YOUR TASK =>
Return every line of the material below exactly, changing nothing and leaving nothing out.

(Extracted data entries)

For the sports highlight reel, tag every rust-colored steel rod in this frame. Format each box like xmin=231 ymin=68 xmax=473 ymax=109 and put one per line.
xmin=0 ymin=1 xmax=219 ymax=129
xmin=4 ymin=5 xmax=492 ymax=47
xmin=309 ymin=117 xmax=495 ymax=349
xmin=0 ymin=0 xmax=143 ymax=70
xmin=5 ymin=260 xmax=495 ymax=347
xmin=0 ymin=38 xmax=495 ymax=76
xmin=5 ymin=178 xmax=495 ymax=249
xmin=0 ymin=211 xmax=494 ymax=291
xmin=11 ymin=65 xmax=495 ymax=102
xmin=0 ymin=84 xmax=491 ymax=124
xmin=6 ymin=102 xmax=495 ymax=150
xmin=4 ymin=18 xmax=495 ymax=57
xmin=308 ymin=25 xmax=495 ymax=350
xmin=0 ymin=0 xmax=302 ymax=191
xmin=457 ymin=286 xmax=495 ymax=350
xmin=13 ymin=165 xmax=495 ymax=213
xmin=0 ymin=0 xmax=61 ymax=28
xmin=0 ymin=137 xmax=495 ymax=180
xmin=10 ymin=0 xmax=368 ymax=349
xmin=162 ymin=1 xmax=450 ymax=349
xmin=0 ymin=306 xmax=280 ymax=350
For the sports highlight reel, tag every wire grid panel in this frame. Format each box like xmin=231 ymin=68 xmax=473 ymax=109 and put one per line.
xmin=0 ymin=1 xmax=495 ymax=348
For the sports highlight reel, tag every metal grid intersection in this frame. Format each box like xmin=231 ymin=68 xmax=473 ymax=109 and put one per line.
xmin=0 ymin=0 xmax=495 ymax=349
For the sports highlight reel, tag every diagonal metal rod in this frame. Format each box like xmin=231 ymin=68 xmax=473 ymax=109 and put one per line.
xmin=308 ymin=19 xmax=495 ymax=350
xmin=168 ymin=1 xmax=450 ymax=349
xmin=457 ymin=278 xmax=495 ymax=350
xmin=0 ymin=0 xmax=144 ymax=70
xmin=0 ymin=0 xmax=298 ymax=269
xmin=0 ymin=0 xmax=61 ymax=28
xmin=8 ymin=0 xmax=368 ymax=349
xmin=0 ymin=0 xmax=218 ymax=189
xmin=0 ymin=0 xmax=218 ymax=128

EXERCISE OUTPUT =>
For the sports highlight reel, tag every rust-colored steel rod in this frame. Format each box like xmin=231 ymin=68 xmax=473 ymax=109 and put one per line.
xmin=0 ymin=1 xmax=219 ymax=129
xmin=4 ymin=5 xmax=492 ymax=47
xmin=309 ymin=117 xmax=495 ymax=349
xmin=0 ymin=0 xmax=143 ymax=70
xmin=5 ymin=260 xmax=495 ymax=347
xmin=0 ymin=38 xmax=495 ymax=76
xmin=5 ymin=178 xmax=495 ymax=249
xmin=0 ymin=211 xmax=494 ymax=291
xmin=11 ymin=65 xmax=495 ymax=102
xmin=0 ymin=84 xmax=491 ymax=124
xmin=6 ymin=102 xmax=495 ymax=150
xmin=4 ymin=18 xmax=495 ymax=57
xmin=308 ymin=25 xmax=495 ymax=350
xmin=0 ymin=0 xmax=302 ymax=191
xmin=457 ymin=286 xmax=495 ymax=350
xmin=13 ymin=165 xmax=495 ymax=213
xmin=0 ymin=0 xmax=61 ymax=28
xmin=0 ymin=137 xmax=495 ymax=180
xmin=10 ymin=0 xmax=368 ymax=349
xmin=162 ymin=1 xmax=450 ymax=349
xmin=0 ymin=306 xmax=280 ymax=350
For the sports highlight reel, tag every wire grid panel in this frame. Format each box like xmin=231 ymin=68 xmax=473 ymax=109 and put one per line.
xmin=0 ymin=1 xmax=495 ymax=348
For the sports highlight reel, tag every metal grid intersection in this frame. Format each box like xmin=231 ymin=68 xmax=473 ymax=109 and put one per line.
xmin=0 ymin=0 xmax=495 ymax=349
For the sports highlight reel, tag every diagonal metal rod in this frame. Format each box like xmin=231 ymin=68 xmax=473 ymax=109 and put one per line.
xmin=308 ymin=19 xmax=495 ymax=350
xmin=168 ymin=1 xmax=450 ymax=349
xmin=457 ymin=278 xmax=495 ymax=350
xmin=0 ymin=0 xmax=144 ymax=70
xmin=0 ymin=0 xmax=298 ymax=269
xmin=0 ymin=0 xmax=61 ymax=28
xmin=8 ymin=0 xmax=368 ymax=349
xmin=0 ymin=0 xmax=218 ymax=189
xmin=0 ymin=0 xmax=218 ymax=128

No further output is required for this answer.